Aim:
Copy out the records between the lines holding "Target: green grass field" and "x=137, y=112", inclusive, keeping every line, and shift each coordinate in the answers by adding 18 to both its x and y values.

━━━━━━

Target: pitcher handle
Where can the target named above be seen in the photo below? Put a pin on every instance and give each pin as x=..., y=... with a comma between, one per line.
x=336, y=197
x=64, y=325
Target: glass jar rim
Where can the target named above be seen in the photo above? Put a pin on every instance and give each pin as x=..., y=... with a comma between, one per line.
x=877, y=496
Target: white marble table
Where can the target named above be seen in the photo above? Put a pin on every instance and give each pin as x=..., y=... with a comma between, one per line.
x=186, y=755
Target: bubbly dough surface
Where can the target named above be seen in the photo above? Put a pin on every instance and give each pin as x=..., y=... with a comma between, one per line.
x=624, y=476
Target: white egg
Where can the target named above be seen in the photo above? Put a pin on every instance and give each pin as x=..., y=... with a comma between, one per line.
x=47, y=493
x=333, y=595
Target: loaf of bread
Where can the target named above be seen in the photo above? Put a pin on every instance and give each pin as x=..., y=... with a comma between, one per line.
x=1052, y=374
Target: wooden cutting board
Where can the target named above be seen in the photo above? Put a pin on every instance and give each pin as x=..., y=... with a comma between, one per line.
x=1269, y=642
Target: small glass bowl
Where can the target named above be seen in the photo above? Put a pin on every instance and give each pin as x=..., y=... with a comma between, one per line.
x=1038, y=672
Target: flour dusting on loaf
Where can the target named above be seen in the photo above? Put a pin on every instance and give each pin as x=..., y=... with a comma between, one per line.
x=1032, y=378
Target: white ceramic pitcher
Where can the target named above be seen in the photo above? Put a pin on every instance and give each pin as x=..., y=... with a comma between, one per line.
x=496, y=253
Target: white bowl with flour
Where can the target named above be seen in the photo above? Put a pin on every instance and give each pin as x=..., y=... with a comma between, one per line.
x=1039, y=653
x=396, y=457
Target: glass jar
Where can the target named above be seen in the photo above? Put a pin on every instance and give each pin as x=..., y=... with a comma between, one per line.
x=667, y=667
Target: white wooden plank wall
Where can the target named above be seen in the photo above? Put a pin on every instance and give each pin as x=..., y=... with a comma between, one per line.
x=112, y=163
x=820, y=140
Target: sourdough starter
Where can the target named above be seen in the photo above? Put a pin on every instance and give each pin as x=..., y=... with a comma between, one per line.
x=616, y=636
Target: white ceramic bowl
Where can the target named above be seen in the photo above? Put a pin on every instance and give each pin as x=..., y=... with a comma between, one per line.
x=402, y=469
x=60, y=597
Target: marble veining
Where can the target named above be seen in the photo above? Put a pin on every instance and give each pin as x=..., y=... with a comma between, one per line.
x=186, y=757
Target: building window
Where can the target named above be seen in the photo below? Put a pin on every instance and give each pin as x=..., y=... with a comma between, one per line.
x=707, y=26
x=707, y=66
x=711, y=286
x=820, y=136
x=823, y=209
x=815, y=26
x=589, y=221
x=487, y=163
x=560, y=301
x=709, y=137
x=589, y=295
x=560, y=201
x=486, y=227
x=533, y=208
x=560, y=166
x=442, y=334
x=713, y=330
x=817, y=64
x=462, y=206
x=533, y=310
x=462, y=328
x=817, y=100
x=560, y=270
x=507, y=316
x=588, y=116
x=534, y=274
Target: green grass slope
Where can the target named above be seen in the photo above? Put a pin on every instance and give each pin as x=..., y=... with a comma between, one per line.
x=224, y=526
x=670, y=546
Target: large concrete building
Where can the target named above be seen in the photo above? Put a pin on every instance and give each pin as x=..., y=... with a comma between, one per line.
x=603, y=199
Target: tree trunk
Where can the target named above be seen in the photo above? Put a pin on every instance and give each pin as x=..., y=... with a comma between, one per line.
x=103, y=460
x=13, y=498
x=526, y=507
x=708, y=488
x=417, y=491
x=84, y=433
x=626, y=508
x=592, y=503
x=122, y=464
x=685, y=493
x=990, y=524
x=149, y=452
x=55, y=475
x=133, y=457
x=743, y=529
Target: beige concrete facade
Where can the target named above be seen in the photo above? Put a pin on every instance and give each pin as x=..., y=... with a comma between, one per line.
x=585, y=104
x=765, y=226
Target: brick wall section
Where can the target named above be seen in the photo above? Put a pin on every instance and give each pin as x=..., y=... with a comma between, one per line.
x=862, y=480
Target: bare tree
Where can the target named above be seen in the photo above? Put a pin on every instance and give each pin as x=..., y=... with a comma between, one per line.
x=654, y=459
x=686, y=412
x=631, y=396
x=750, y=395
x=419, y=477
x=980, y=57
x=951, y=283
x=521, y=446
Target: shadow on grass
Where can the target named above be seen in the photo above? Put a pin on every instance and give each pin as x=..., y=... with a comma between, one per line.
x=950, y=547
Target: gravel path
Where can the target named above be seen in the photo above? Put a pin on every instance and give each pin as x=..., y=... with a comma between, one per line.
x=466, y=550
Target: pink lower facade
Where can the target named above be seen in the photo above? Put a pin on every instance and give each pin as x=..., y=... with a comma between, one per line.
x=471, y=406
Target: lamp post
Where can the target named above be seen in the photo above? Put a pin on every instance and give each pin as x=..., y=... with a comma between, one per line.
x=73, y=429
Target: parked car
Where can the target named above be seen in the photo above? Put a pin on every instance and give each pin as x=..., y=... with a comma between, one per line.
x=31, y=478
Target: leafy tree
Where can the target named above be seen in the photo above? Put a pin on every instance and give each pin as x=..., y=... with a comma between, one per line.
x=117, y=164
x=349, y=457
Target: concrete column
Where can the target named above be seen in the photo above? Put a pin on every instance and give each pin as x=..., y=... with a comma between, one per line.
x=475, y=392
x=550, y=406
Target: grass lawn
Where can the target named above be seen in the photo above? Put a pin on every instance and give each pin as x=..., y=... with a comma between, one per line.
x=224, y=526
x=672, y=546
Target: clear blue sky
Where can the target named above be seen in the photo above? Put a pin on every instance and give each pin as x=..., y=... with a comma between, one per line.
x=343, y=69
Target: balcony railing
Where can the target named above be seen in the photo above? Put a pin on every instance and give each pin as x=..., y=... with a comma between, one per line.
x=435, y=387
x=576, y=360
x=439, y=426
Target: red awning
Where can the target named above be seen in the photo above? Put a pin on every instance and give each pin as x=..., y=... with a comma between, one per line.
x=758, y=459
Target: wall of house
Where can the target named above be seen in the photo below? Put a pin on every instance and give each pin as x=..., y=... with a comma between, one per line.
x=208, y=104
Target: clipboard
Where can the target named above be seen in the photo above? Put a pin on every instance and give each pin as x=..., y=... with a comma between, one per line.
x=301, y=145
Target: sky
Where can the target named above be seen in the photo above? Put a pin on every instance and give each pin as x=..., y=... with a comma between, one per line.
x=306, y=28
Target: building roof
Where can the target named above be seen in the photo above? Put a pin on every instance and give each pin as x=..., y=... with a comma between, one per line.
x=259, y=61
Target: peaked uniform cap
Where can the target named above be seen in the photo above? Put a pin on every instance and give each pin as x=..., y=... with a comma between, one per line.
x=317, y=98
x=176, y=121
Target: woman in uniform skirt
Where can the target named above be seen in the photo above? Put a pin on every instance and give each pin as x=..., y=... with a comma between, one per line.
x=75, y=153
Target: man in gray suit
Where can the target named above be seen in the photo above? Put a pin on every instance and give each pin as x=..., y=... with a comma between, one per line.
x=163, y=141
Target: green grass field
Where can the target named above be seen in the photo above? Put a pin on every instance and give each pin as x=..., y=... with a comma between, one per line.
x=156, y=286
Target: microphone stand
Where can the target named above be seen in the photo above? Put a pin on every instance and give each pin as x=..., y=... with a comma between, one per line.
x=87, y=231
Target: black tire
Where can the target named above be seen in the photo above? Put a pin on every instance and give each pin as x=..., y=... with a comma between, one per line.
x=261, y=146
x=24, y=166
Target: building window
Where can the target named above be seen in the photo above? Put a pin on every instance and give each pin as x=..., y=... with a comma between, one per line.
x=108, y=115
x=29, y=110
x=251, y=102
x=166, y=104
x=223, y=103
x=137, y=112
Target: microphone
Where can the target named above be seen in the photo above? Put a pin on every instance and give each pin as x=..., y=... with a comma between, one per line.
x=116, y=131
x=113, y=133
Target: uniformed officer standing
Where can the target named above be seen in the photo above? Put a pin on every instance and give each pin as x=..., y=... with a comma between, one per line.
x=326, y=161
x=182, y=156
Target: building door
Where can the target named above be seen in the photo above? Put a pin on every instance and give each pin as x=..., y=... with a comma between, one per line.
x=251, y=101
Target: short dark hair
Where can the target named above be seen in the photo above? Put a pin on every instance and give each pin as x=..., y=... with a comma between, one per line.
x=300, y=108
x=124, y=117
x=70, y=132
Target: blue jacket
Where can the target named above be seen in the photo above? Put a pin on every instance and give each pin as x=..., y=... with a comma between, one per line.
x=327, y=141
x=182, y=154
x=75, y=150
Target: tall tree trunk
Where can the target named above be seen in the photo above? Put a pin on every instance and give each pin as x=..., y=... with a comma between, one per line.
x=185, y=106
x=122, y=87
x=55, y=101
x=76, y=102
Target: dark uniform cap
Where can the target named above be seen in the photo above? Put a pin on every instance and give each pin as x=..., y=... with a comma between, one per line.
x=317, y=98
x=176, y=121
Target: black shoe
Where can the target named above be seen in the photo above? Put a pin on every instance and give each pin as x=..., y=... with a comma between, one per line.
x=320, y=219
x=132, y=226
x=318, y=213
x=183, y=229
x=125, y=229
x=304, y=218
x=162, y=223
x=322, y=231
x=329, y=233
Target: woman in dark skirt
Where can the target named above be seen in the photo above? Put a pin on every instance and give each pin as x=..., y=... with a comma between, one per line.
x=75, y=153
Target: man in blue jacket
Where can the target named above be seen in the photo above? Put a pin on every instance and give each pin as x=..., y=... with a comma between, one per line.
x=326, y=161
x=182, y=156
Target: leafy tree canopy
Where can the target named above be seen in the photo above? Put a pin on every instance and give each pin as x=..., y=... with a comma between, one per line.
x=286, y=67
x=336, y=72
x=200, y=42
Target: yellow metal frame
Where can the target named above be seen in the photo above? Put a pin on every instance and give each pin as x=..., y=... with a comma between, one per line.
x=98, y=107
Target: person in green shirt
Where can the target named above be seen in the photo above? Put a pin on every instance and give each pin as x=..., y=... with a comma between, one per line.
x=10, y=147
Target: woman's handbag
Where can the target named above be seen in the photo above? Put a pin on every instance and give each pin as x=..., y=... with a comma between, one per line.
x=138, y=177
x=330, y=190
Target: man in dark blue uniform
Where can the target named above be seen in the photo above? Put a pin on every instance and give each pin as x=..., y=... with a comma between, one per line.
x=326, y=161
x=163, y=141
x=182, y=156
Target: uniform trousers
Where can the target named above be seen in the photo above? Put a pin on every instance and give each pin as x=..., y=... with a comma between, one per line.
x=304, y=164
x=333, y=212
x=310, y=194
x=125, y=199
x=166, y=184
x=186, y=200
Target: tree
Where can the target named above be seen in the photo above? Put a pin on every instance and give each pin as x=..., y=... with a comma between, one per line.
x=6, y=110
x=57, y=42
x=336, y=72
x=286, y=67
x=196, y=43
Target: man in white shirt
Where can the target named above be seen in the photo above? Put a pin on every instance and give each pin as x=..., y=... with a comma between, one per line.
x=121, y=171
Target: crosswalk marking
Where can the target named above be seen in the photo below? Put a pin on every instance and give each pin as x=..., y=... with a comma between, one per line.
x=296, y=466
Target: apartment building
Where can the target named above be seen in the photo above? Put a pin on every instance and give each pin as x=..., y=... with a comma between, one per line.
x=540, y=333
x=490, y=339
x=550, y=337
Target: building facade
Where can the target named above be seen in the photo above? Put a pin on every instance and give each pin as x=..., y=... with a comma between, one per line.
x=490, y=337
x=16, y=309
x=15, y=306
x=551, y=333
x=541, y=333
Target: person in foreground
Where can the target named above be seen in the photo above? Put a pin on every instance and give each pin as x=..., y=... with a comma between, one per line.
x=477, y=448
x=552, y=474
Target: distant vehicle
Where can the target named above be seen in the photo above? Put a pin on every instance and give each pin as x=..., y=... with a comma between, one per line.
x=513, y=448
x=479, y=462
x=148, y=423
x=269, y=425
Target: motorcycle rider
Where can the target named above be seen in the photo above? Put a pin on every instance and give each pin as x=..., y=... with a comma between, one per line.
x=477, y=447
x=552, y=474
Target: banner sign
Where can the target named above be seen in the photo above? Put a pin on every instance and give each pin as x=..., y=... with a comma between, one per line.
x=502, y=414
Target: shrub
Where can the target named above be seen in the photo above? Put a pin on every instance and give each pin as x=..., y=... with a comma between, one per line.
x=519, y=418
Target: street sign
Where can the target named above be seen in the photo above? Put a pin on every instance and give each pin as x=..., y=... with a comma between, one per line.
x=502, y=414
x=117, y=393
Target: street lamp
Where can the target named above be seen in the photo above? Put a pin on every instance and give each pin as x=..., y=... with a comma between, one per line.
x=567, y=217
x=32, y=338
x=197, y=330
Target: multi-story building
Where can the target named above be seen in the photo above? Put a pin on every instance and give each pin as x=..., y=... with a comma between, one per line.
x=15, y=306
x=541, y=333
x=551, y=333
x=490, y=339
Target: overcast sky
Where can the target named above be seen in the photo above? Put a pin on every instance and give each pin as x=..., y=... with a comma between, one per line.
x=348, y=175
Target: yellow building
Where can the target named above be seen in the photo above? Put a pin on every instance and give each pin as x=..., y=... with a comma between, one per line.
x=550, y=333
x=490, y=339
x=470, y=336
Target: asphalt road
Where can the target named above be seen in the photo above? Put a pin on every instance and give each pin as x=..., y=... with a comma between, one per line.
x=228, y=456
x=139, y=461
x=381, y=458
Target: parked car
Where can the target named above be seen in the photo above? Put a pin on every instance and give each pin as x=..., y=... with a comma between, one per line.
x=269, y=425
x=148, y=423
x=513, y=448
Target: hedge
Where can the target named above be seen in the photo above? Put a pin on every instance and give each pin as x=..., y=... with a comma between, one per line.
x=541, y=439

━━━━━━

Answer to this task:
Target: green grass field
Where can the target named above be seen in the photo above? Put a pin on every instance and give each pin as x=..., y=... with a comma between, one per line.
x=174, y=304
Target: microphone stand
Where can the target named above be seen in the photo above? Put a pin on every instance and give each pin as x=..., y=... with a comma between, one per line.
x=105, y=249
Target: black tire
Where can the target named above be seen in the photo above? Put a pin on every instance and give each pin as x=..., y=... with a comma between, one per line.
x=279, y=164
x=42, y=184
Target: building window
Where can the target named above be seen in the photo above? Put a pin on every instance and give each pin as x=..., y=... with a comma between, one per line.
x=126, y=133
x=47, y=128
x=269, y=120
x=184, y=122
x=241, y=121
x=155, y=130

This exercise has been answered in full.